To do
If a line in the entries below holds the string "before", copy it.
===== Exercise materials
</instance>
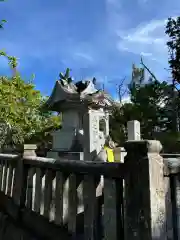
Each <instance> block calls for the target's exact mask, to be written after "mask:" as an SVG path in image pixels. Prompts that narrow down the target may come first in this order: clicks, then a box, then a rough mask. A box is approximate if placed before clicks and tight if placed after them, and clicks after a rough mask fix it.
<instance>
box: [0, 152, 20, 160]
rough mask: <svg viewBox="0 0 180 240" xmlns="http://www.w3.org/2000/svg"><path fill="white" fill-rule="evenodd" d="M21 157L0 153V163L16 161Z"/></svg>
mask: <svg viewBox="0 0 180 240" xmlns="http://www.w3.org/2000/svg"><path fill="white" fill-rule="evenodd" d="M20 157H21V156H20V155H17V154H6V153H0V161H2V160H3V161H11V160H17V159H19V158H20Z"/></svg>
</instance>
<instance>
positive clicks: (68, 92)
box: [45, 79, 114, 160]
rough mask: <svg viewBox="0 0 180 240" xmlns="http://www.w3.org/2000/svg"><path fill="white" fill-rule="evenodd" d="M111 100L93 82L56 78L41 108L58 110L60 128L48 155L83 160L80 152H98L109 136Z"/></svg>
mask: <svg viewBox="0 0 180 240" xmlns="http://www.w3.org/2000/svg"><path fill="white" fill-rule="evenodd" d="M113 103H114V101H113V100H112V99H111V97H110V96H109V95H108V94H106V93H105V92H103V91H101V90H97V89H96V88H95V84H94V81H93V80H92V81H80V82H77V83H73V82H72V80H71V81H68V79H61V80H58V81H56V84H55V86H54V89H53V91H52V94H51V96H50V98H49V99H48V100H47V102H46V103H45V108H46V109H48V110H51V111H56V112H59V113H62V128H61V129H60V130H58V131H56V132H54V133H53V134H52V135H53V148H52V150H51V151H50V152H49V153H48V157H53V158H57V157H58V158H60V159H73V160H76V159H80V160H83V158H84V157H83V156H84V155H83V153H84V150H85V149H86V152H87V151H89V152H92V151H96V152H97V153H98V152H99V151H100V148H101V146H102V145H103V144H104V141H105V136H107V135H109V110H110V109H111V107H112V105H113Z"/></svg>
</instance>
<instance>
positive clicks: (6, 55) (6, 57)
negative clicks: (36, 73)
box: [0, 50, 18, 69]
mask: <svg viewBox="0 0 180 240" xmlns="http://www.w3.org/2000/svg"><path fill="white" fill-rule="evenodd" d="M0 56H3V57H5V58H7V60H8V63H9V66H10V67H11V68H12V69H16V67H17V65H18V62H17V58H16V57H14V56H9V55H8V54H7V53H6V52H5V51H2V50H1V51H0Z"/></svg>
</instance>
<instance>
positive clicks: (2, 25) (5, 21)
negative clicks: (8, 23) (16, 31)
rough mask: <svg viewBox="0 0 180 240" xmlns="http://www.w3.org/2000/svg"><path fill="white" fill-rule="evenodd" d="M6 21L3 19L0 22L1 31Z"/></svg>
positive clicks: (1, 1)
mask: <svg viewBox="0 0 180 240" xmlns="http://www.w3.org/2000/svg"><path fill="white" fill-rule="evenodd" d="M0 2H4V0H0ZM6 22H7V21H6V20H5V19H2V20H0V29H3V28H4V24H5V23H6Z"/></svg>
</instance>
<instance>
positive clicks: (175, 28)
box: [166, 17, 180, 83]
mask: <svg viewBox="0 0 180 240" xmlns="http://www.w3.org/2000/svg"><path fill="white" fill-rule="evenodd" d="M166 34H167V35H168V36H169V41H168V42H167V46H168V49H169V66H170V69H171V72H172V78H173V80H174V81H176V82H177V83H180V17H177V18H176V19H174V18H169V19H168V22H167V25H166Z"/></svg>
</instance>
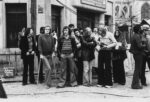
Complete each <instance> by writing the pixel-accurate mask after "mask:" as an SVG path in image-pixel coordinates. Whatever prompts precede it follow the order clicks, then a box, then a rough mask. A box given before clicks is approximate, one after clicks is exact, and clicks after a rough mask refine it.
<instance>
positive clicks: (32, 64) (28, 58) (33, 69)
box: [23, 55, 35, 84]
mask: <svg viewBox="0 0 150 102" xmlns="http://www.w3.org/2000/svg"><path fill="white" fill-rule="evenodd" d="M23 63H24V69H23V84H27V80H28V71H29V81H30V83H34V82H35V78H34V55H29V56H24V58H23Z"/></svg>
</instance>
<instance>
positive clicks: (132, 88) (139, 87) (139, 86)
mask: <svg viewBox="0 0 150 102" xmlns="http://www.w3.org/2000/svg"><path fill="white" fill-rule="evenodd" d="M131 88H132V89H143V87H142V86H137V87H131Z"/></svg>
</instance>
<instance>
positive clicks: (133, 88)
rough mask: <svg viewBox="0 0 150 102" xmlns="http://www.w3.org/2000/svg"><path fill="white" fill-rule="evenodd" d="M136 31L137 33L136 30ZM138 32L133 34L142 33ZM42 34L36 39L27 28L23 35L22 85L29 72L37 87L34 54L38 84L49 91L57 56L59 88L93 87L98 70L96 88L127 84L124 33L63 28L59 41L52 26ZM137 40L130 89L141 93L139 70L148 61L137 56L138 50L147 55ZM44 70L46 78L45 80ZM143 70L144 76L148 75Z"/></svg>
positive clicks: (124, 37)
mask: <svg viewBox="0 0 150 102" xmlns="http://www.w3.org/2000/svg"><path fill="white" fill-rule="evenodd" d="M134 29H136V30H138V29H137V28H136V26H135V27H134ZM136 30H135V31H134V32H135V33H139V32H137V31H136ZM140 32H141V31H140ZM40 33H41V34H39V35H36V37H35V35H34V34H33V30H32V29H31V28H27V29H26V30H25V31H23V32H22V36H21V38H20V41H19V47H20V49H21V58H22V59H23V64H24V69H23V82H22V84H23V85H27V84H28V70H29V81H30V83H31V84H35V78H34V54H36V55H37V56H38V59H39V60H38V62H39V65H38V66H40V70H39V72H38V73H39V79H37V80H39V82H40V83H43V82H45V84H46V86H47V87H48V88H50V87H51V85H52V79H51V74H52V70H53V69H54V68H55V67H54V63H53V62H54V61H53V57H54V56H57V57H58V58H59V61H60V75H59V78H58V80H59V81H58V82H59V83H58V85H57V87H58V88H63V87H67V86H70V87H71V86H72V87H73V86H77V85H84V86H92V85H93V81H92V76H93V75H92V69H93V68H95V69H96V72H97V75H98V82H97V86H100V87H106V88H111V87H112V86H113V83H118V84H120V85H125V84H126V76H125V69H124V60H125V59H126V58H127V55H126V48H127V42H126V39H125V35H123V34H122V32H121V31H119V30H117V31H116V32H115V34H113V33H111V32H109V31H108V30H107V28H106V27H105V26H100V27H98V28H96V27H95V28H94V29H93V31H92V29H91V28H90V27H86V28H85V29H84V30H79V29H78V28H74V25H73V24H70V25H68V26H64V28H63V30H62V34H61V35H60V36H59V37H58V36H57V34H56V32H55V31H52V32H51V28H50V26H46V27H41V29H40ZM135 35H136V34H135ZM134 38H135V39H136V40H133V43H131V49H130V51H131V52H133V55H134V58H135V72H134V76H133V82H132V87H131V88H133V89H138V88H139V87H138V85H139V81H138V80H139V77H140V74H139V73H140V72H141V71H140V68H139V67H142V66H143V67H145V66H144V64H142V65H141V63H142V62H141V60H142V61H145V60H146V59H148V58H146V59H145V60H143V59H142V58H141V56H142V55H143V52H140V53H141V54H135V53H134V52H136V51H134V50H136V49H137V50H140V51H144V49H143V46H142V45H138V44H136V43H141V42H140V40H139V39H141V37H139V39H138V36H137V37H133V39H134ZM145 38H146V37H145ZM136 41H137V42H136ZM142 43H143V39H142ZM134 44H135V45H134ZM134 46H136V47H134ZM138 47H140V48H138ZM140 55H141V56H140ZM142 57H143V56H142ZM145 57H146V56H145ZM145 62H146V61H145ZM145 62H143V63H145ZM139 64H140V65H139ZM28 67H29V68H28ZM43 70H44V72H45V77H44V76H43ZM144 70H145V69H143V74H145V73H144V72H145V71H144ZM140 78H141V77H140ZM143 79H145V75H143ZM142 84H143V85H146V79H145V80H143V83H142Z"/></svg>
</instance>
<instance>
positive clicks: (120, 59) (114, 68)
mask: <svg viewBox="0 0 150 102" xmlns="http://www.w3.org/2000/svg"><path fill="white" fill-rule="evenodd" d="M113 80H114V82H116V83H119V84H125V83H126V78H125V70H124V59H118V60H113Z"/></svg>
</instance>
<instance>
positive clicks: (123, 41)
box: [112, 30, 127, 85]
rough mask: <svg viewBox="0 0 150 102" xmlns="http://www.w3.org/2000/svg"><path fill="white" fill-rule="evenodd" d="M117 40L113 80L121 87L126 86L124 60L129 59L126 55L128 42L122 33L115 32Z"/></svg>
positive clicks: (114, 63)
mask: <svg viewBox="0 0 150 102" xmlns="http://www.w3.org/2000/svg"><path fill="white" fill-rule="evenodd" d="M114 36H115V39H116V40H117V45H116V48H115V50H114V51H113V59H112V60H113V61H112V62H113V80H114V83H118V84H121V85H125V83H126V77H125V69H124V60H125V59H126V58H127V55H126V47H127V42H126V39H125V35H123V33H121V31H119V30H116V31H115V34H114Z"/></svg>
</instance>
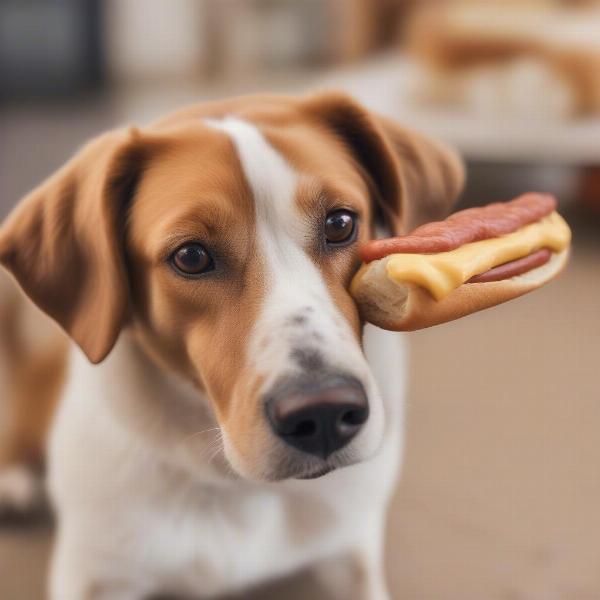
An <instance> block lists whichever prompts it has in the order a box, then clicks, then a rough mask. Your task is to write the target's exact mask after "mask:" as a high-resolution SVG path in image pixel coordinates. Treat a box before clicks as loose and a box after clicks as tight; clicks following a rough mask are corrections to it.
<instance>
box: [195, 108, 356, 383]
mask: <svg viewBox="0 0 600 600" xmlns="http://www.w3.org/2000/svg"><path fill="white" fill-rule="evenodd" d="M207 124H208V125H210V126H211V127H214V128H216V129H219V130H221V131H223V132H224V133H226V134H227V135H228V136H229V137H230V138H231V140H232V141H233V143H234V145H235V147H236V150H237V153H238V156H239V159H240V162H241V164H242V168H243V171H244V175H245V177H246V180H247V182H248V185H249V186H250V189H251V190H252V194H253V197H254V204H255V212H256V236H257V248H258V253H257V254H258V258H257V260H261V261H263V262H264V263H265V271H266V273H265V275H266V285H267V289H266V296H265V299H264V304H263V307H262V310H261V312H260V315H259V317H258V320H257V322H256V324H255V327H254V330H253V332H252V336H251V340H250V341H249V348H248V350H249V358H250V360H251V361H252V364H253V367H255V368H256V369H257V370H259V371H263V372H265V373H267V374H268V377H267V381H265V387H268V385H269V383H271V382H272V380H275V379H276V378H277V377H279V376H281V375H283V374H285V373H286V372H289V371H290V370H294V369H297V368H298V367H297V365H295V364H294V362H293V359H292V358H291V353H292V351H293V350H294V349H295V348H313V349H315V350H316V349H318V350H319V352H320V354H321V355H322V357H323V359H324V362H325V363H326V366H329V367H330V368H336V367H337V368H341V369H344V370H346V371H347V372H350V373H352V374H355V375H357V376H359V377H360V376H361V375H364V374H365V369H366V362H365V361H364V358H363V356H362V353H361V351H360V348H359V345H358V344H357V342H356V340H355V338H354V336H353V334H352V331H351V328H350V326H349V324H348V323H347V321H346V319H345V318H344V317H343V315H342V314H341V312H340V311H339V309H338V308H337V306H336V305H335V304H334V302H333V300H332V298H331V296H330V294H329V291H328V289H327V286H326V284H325V281H324V280H323V277H322V275H321V272H320V271H319V269H318V268H317V267H316V266H315V264H314V263H313V262H312V260H311V259H310V258H309V256H308V255H307V253H306V250H305V248H304V245H307V244H309V243H312V242H311V240H312V238H313V236H314V232H313V231H312V225H311V222H310V221H309V219H308V218H307V216H306V215H305V214H303V213H302V212H301V211H300V210H299V209H298V207H297V204H296V199H295V196H296V189H297V185H298V179H299V177H298V174H297V173H296V172H295V171H294V170H293V168H292V167H291V166H290V165H289V163H288V162H287V161H286V160H285V159H284V157H282V156H281V154H279V153H278V152H277V151H276V150H275V149H274V148H273V147H272V146H271V145H270V144H269V143H268V141H267V140H266V139H265V138H264V136H263V135H262V134H261V132H260V131H259V130H258V129H257V127H255V126H254V125H252V124H250V123H248V122H245V121H241V120H239V119H235V118H231V117H229V118H226V119H224V120H221V121H215V120H211V121H207ZM300 314H301V315H303V318H302V323H303V325H302V326H301V327H299V326H298V325H296V326H295V327H293V326H291V325H290V320H291V318H292V317H294V316H297V315H300ZM265 341H266V342H267V343H263V344H261V342H265Z"/></svg>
==========
Expected output
Each <instance> block calls for the target's exact mask, to be written after "mask:" as an SVG path in image pixels. Prompts that narrow down the target may come first in this order: clicks, then a box, then a rough mask. A box is approximate if placed before clicks and tight if placed after them, and clicks after a rough mask fix it.
Complete each <instance> by writing the pixel-accurate mask after "mask:" as an SVG path in image-pixel coordinates. Whatever prompts precede it follow the order clicks, then a box, then a rough mask. A box given before clicks is approximate, one after clicks is exact, and clicks after a rough mask refine it.
An <instance> block lists whichever prompts it has in the order a box, then clicks, then a rough mask. Your task is to write the target's exact mask after "mask:" as a high-resolution SVG path in image pixel coordinates. Treat a box before clicks as loose and a box after clicks as tight; clicks following a rough mask are corrections to it.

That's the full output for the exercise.